● YOUR GOAL: Extend the forum thread below about choosing a snake species, starting right after its last line.

● PASSAGE TO READ:
-- Start --

On the other hand, I'm also looking at other species that fit my criteria and I'd love to hear any recommendations you might think of. The main other species I was considering would be Simalia nauta, thetanimbar scrub pyhton (I know not a colubrid...). However, my main concern is that I've seen wildly different size average with these, so not sure if they'd even be an option.

Reading through this forum has been incredibly helpful in the past, so I appreciate any input you all might have


----------



## ian14 (Jan 2, 2008)

You could look at Rhino rats and barons racers.
You are far more likely to find these than prasinum. 
That said, if your heart is set on this species then go for it. 
I spent years and years looking for cb Mexican hognoses, and eventually found a pair.
Hard to find species are out there, it just takes time to get them.


----------



## JeffTheExodon (11 mo ago)

ian14 said:


> You could look at Rhino rats and barons racers.
> You are far more likely to find these than prasinum.
> That said, if your heart is set on this species then go for it.
> I spent years and years looking for cb Mexican hognoses, and eventually found a pair.
> Hard to find species are out there, it just takes time to get them.


Yeah their rarity is a big part of the reason, I've been interested in at least knowing what else is out there. However, I've seen them pop up occasionally on sites like Terraristik.com and as you said some things are worth waiting for.

Personally not the biggest fan of rhino rats, at least their looks. I just don't find the horn that "attractive" (but of course all a matter of taste).

I've only very recently started looking into barons racers, particularly after a friend showed me a picture of a gorgeous blue phase, he saw at an expo. Although, I do admit as of yet I don't know that much about them. Is there a particular care guide/book/video/etc. about them, that you'd recommend?

Edit: Size would be my biggest concern with barons racers. So far I've read that females can reach up to 180-2m in length. This may be a problem as here in Austria we have minimum enclosure guideline for reptiles. And for "climbing" snakes measuring 150-200cm in length, that would be 1.2m² and 1.5m in height (for 1-2 individuals). And unfortunately I won't be able to increase the height of my enclosure. Do you know if males would be likely to stay under or at least around 150cm?


----------



## ian14 (Jan 2, 2008)

JeffTheExodon said:


> Yeah their rarity is a big part of the reason, I've been interested in at least knowing what else is out there. However, I've seen them pop up occasionally on sites like Terraristik.com and as you said some things are worth waiting for.
> 
> Personally not the biggest fan of rhino rats, at least their looks. I just don't find the horn that "attractive" (but of course all a matter of taste).
> 
> ...


Oh, sorry, didn't know about that. Females are big. Males are also a good size but slender. Bear in mind too that they are a rear fanged venomous species. 
If you are set on prasinum, then keep searching. You'll find a pair soon.


----------



## Thrasops (Apr 15, 2008)

-- End --

● LISTING:

-- Start --

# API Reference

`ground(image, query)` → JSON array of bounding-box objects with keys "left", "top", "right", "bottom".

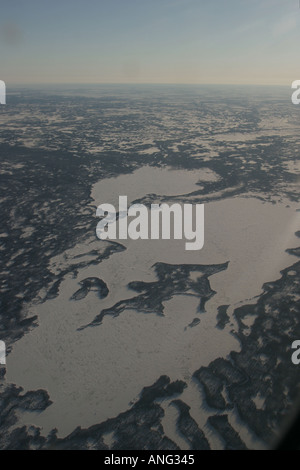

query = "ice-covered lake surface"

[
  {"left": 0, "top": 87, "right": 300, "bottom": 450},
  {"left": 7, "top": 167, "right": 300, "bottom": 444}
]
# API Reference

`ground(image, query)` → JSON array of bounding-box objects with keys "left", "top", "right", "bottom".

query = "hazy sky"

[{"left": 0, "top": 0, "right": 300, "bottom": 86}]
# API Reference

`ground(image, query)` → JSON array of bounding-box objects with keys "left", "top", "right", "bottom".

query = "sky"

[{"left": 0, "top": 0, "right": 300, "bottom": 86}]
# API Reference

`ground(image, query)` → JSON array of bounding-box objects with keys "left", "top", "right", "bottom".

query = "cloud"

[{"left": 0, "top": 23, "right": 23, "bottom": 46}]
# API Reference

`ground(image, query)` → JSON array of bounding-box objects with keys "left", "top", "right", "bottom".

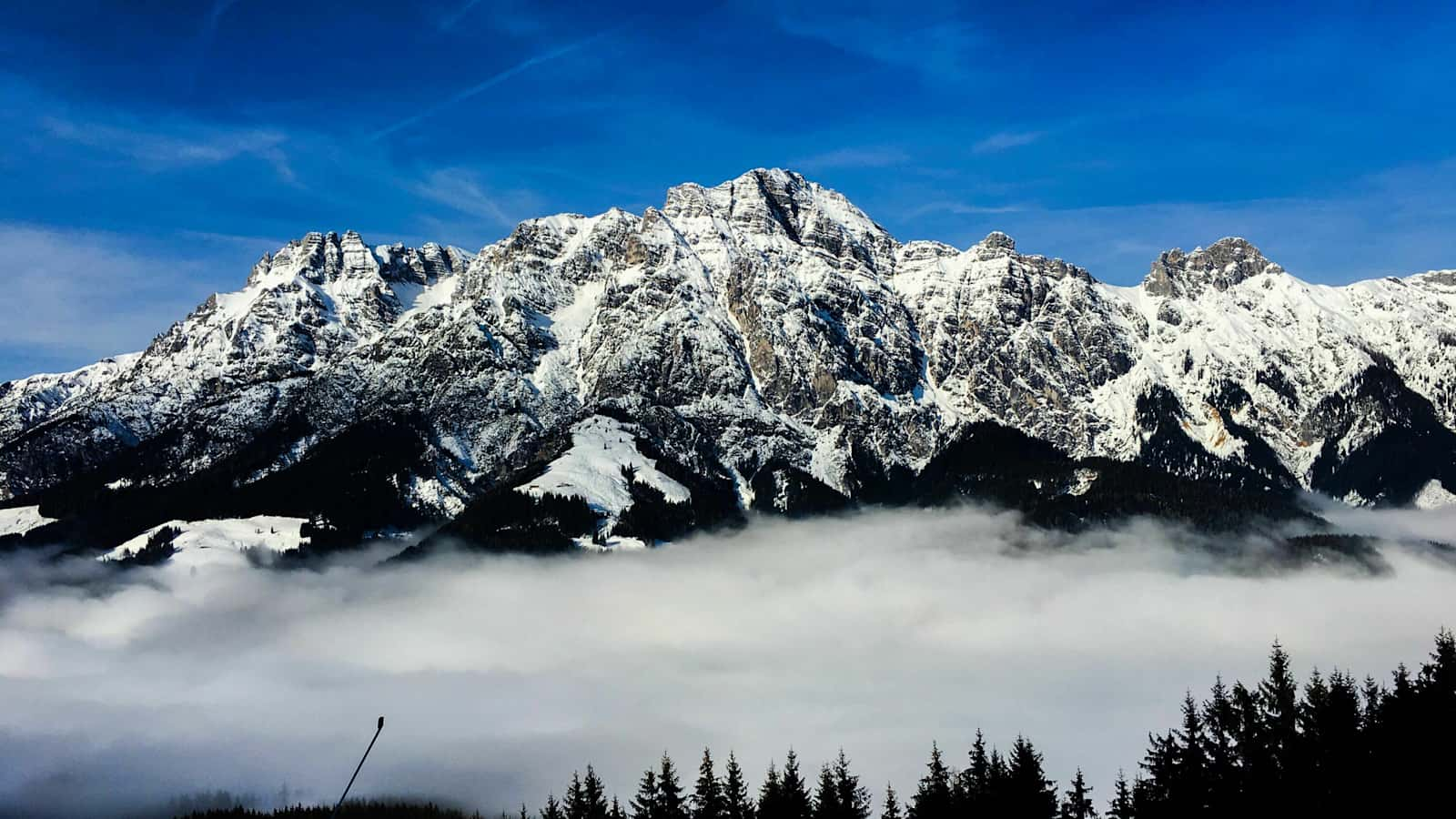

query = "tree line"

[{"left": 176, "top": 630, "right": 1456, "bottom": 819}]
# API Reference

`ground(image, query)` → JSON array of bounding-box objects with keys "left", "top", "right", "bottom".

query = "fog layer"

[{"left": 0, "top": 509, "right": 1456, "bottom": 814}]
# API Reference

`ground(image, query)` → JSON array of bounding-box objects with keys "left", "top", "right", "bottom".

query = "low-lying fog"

-- End --
-- Start --

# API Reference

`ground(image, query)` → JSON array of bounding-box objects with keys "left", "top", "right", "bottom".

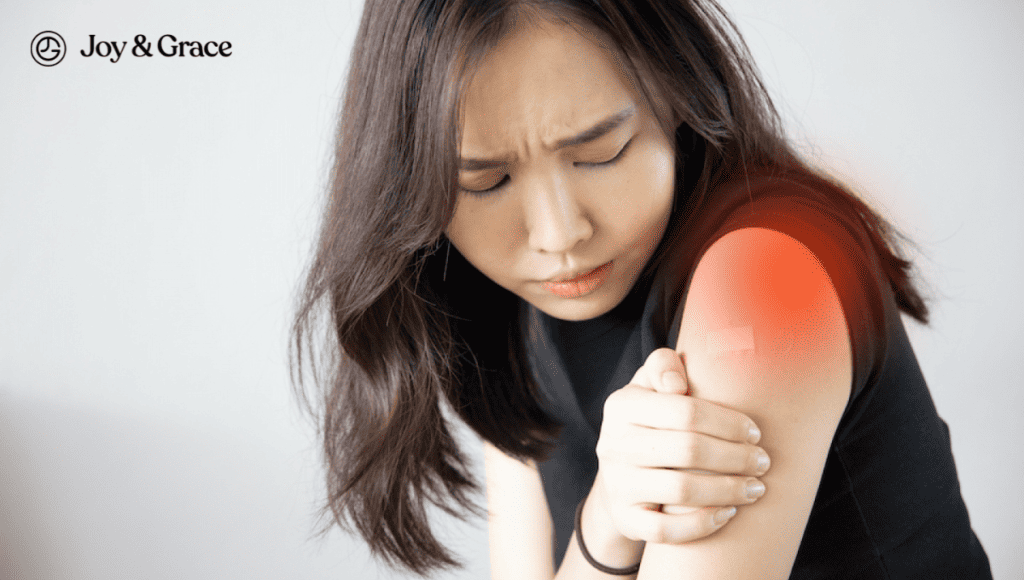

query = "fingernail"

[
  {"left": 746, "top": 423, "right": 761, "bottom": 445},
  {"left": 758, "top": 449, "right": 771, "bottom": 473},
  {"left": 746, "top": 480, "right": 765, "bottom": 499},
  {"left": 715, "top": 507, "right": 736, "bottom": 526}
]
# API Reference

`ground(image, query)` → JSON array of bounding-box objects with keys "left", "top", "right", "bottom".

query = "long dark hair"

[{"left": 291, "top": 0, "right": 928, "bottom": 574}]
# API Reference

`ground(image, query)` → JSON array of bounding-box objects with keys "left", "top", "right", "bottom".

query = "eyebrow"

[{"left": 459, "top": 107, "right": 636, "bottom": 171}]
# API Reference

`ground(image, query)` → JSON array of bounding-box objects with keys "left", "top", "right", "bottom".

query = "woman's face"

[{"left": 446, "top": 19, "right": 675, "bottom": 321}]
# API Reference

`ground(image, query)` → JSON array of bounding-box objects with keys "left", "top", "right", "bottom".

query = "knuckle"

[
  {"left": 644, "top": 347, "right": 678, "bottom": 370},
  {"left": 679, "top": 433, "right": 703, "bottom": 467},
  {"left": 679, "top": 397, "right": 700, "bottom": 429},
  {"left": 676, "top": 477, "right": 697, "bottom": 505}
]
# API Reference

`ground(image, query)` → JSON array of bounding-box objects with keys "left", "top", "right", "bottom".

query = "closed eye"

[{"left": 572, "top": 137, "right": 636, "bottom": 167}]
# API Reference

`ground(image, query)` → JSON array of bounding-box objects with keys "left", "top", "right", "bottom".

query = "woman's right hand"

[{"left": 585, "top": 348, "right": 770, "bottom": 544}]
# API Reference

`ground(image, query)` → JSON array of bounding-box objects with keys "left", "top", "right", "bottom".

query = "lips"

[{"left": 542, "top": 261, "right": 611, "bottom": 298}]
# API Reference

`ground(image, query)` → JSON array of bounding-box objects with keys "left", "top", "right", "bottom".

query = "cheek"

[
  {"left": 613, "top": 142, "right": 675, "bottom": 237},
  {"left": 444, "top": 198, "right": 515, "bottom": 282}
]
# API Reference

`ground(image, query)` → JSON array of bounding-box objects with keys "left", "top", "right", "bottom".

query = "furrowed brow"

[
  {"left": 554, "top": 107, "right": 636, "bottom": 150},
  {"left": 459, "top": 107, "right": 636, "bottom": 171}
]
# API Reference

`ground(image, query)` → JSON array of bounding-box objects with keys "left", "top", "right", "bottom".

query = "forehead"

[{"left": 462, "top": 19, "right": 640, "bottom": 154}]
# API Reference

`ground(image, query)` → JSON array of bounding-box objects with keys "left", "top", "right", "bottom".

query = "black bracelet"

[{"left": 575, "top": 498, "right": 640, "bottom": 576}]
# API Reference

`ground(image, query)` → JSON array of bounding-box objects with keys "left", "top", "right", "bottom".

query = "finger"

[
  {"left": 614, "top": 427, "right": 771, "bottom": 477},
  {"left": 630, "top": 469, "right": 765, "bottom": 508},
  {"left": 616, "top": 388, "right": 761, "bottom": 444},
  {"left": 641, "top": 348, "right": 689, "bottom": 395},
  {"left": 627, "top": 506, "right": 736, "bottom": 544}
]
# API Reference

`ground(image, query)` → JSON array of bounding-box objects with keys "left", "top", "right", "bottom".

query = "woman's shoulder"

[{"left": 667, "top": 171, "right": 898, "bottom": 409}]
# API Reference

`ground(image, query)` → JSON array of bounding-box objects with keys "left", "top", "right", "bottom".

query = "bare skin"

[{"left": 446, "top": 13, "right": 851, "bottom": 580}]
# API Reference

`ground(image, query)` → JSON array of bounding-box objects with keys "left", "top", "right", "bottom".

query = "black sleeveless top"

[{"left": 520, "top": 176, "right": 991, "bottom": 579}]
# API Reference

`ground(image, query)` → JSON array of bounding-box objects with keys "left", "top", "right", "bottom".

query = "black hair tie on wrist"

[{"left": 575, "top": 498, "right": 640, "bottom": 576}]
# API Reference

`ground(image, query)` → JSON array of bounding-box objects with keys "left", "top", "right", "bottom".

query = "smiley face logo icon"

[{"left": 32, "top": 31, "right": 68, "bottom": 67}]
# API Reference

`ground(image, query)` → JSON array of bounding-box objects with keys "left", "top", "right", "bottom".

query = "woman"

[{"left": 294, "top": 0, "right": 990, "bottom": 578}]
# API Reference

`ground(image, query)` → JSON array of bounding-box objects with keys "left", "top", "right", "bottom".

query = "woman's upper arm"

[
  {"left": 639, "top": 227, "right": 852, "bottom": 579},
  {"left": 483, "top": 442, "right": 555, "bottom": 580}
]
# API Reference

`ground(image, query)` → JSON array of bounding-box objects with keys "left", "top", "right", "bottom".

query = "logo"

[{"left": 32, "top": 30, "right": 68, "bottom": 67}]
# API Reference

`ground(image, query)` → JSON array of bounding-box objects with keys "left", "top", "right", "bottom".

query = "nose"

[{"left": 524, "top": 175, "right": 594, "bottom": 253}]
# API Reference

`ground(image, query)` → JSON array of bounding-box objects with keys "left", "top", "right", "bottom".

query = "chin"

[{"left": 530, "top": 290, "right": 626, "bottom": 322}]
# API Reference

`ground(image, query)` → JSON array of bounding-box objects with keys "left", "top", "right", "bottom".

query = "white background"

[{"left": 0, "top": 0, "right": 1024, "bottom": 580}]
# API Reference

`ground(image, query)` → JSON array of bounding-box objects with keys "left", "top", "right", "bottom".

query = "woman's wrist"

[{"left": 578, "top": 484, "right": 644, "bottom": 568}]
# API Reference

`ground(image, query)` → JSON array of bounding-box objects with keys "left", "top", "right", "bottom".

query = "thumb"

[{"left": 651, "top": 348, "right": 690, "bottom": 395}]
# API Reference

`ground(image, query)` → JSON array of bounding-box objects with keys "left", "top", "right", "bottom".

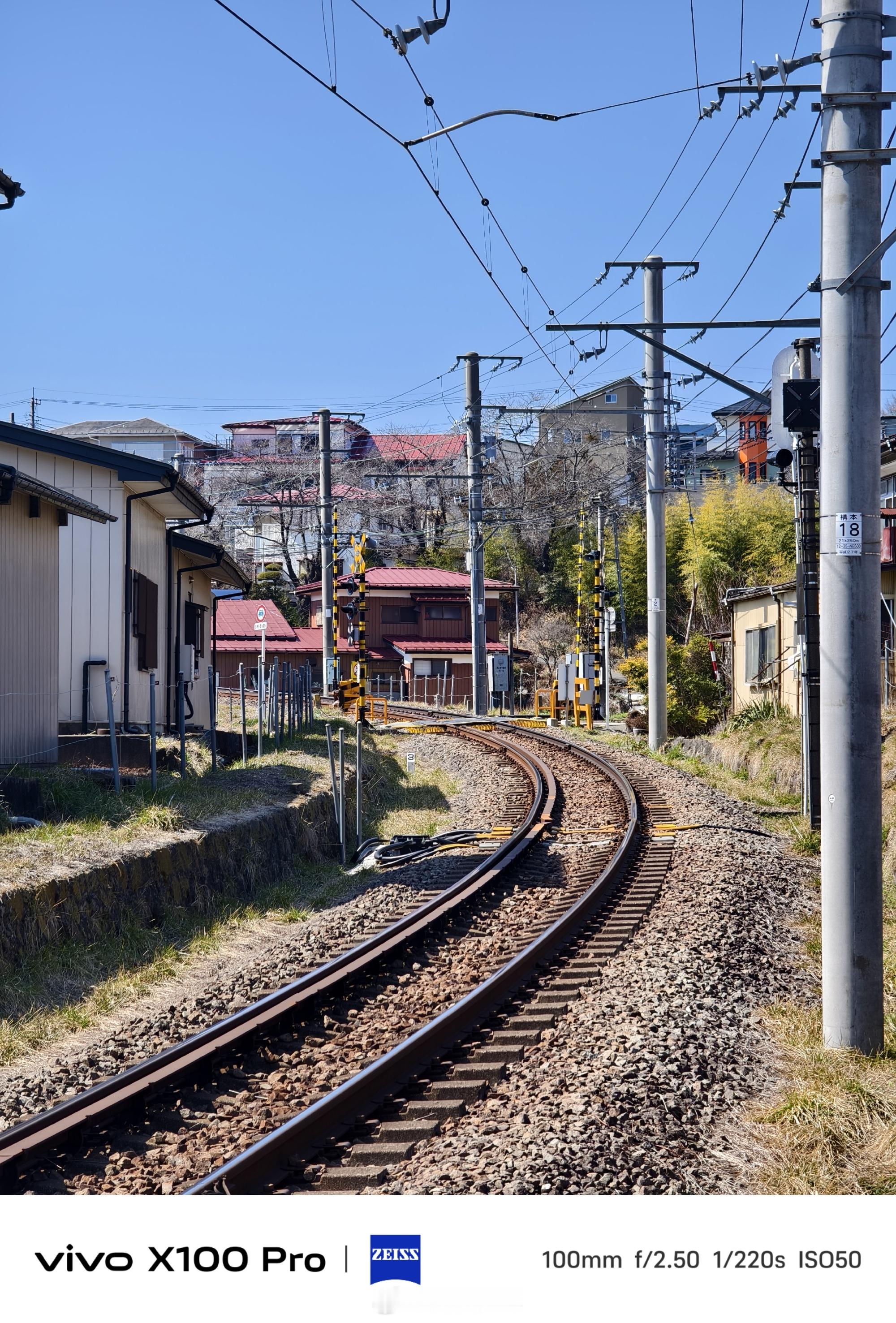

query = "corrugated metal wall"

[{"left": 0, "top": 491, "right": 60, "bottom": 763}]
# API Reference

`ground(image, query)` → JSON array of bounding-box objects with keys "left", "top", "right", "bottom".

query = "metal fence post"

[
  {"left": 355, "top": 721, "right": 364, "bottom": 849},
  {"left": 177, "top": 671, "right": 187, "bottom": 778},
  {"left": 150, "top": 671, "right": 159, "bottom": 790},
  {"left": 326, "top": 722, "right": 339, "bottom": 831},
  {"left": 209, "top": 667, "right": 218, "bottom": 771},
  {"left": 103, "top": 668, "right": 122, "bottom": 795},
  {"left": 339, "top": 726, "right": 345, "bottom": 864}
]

-- End --
-- Start --

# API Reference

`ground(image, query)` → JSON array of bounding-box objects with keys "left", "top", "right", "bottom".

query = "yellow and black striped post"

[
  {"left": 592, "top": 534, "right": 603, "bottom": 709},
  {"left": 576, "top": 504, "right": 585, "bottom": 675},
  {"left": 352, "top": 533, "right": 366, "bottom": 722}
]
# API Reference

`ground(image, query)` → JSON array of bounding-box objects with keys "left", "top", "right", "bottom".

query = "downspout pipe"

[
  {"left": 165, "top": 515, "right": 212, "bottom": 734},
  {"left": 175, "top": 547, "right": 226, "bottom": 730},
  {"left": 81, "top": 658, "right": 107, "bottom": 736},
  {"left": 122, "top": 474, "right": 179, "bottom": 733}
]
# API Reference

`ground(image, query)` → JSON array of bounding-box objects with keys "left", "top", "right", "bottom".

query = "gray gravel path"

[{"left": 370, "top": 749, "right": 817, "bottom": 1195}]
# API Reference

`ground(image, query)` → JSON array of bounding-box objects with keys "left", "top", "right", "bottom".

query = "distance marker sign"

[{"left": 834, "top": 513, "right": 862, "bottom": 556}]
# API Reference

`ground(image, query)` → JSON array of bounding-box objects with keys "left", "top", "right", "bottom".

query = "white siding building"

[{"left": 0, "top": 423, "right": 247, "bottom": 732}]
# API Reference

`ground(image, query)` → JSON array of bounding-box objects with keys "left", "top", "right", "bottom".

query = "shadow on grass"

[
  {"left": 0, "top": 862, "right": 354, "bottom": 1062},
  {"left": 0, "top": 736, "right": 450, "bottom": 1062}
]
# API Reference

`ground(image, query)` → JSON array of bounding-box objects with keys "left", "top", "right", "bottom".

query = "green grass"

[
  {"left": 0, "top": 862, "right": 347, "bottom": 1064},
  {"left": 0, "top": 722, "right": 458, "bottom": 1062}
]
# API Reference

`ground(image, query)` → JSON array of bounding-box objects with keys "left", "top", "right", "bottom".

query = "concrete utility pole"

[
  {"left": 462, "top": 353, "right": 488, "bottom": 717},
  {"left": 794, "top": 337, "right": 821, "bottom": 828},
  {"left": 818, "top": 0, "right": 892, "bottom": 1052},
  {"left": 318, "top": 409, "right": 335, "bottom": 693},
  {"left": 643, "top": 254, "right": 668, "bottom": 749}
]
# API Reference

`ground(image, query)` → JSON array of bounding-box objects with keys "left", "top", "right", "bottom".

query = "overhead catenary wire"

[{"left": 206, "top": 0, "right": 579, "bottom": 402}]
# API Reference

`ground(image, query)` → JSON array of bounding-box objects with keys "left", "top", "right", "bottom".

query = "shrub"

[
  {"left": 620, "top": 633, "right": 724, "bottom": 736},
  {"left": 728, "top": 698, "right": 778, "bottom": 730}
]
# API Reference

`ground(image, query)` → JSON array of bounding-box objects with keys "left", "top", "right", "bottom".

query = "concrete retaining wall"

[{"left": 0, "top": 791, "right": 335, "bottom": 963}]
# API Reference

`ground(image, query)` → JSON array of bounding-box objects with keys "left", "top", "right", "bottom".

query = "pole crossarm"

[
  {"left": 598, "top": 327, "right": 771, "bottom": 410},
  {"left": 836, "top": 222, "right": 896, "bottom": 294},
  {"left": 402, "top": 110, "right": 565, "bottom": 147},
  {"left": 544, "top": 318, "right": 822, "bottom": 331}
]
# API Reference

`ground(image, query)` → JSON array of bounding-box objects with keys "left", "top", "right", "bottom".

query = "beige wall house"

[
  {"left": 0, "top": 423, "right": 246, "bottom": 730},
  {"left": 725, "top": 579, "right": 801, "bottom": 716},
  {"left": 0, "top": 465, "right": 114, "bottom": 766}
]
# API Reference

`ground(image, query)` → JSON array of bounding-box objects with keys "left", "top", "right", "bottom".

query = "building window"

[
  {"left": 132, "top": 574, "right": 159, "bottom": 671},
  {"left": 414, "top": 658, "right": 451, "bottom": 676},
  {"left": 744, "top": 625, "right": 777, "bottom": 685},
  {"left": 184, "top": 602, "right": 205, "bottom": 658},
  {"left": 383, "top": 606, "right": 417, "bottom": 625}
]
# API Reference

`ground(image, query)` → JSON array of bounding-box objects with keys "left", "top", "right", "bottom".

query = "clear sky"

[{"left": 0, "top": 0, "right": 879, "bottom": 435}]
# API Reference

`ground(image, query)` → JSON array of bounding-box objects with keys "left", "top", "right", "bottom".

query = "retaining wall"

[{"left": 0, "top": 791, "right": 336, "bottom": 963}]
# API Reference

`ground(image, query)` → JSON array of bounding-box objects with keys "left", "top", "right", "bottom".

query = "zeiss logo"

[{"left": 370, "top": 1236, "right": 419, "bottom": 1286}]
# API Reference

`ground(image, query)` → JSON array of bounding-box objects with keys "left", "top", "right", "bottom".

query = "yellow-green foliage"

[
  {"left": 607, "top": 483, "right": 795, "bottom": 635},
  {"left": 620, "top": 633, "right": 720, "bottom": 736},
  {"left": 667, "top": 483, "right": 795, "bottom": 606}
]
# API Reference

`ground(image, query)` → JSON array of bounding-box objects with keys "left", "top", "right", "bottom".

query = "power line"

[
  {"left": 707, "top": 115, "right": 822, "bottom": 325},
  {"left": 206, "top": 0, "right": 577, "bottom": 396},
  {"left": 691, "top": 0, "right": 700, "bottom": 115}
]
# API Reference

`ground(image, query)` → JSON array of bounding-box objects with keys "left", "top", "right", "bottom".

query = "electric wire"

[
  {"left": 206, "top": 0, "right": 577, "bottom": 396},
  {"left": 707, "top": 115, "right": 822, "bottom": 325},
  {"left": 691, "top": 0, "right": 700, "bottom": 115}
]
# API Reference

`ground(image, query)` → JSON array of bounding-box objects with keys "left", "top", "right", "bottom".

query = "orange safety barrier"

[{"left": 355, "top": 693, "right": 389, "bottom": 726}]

-- End --

● REPLY:
I would wait for the _G. prasinum_ (actually a lot of the specimens in the hobby are the newly assigned _G. coelureum_, which are the ones with blue eyes - which was split in 2021). They are rare but they do pop up from time to time and are almost guaranteed to be CB. I have both species and breed them occasionally, I do not know how common they are in Austria but in Europe they certainly are fairly widely kept and often turn up at the shows. Price seems to fluctuate a lot though, I have seen babies as low as e60 each and as high as e400.

With regards to experiences with them... yes. I will repost some comments I have made about them in the past. They are hardy snakes once the babies start feeding by themselves. 

Mine started out as very shy babies that would not bite, but have become quite defensive adults that strike if bothered. They area also one of the few snakes I keep that will happily launch themselves out of their enclosures and into thin air (the other being Flying snakes). I keep mine at head height so they can and will launch themselves into space if you open the viv and disturb them too much. Last time this happened when I had my snake room full of my wife's Chinese guests. Never seen so many people exit a room so quickly lmao.
They can be stressy snakes that dislike being disturbed so I keep mine in a room that is rarely disturbed.

They don't like high ambient temperatures so should not be kept in the average snake room if it is too hot; room temperature is fine, with a LOCALISED basking spot approaching about 28-30c. If it gets hotter than this they will burrow and hide and never be seen, or curl up in the water bowl. They do need that localised basking spot though as they will bask. In the wild this is a species is found in cool, montane habitats and is extremely hard to find (I know, I've looked).

They prefer small prey so fuzzies and small mice are preferred, large specimens will handle adult mice and quail chicks but they seem to prefer multiple small prey to one large prey item.

While they do hide a lot and can be secretive if disturbed, they are active and if left alone in a quiet room they will climb about a lot, so the size terrarium you have described would be fine for a pair of adults despite the fact they are quite small snakes. Exo Terras or similar glass vivs are ideal as they let you shine a nice spotlight through the mesh to create a good basking spot in the canopy, but the rest of the viv will not over heat.

They seem to have delicate skin and can be prone to dehydration so I would recommend always providing a box full of moist coco coir and sphagnum moss as a humid hide, and spray them daily. The viv should not be dripping wet though.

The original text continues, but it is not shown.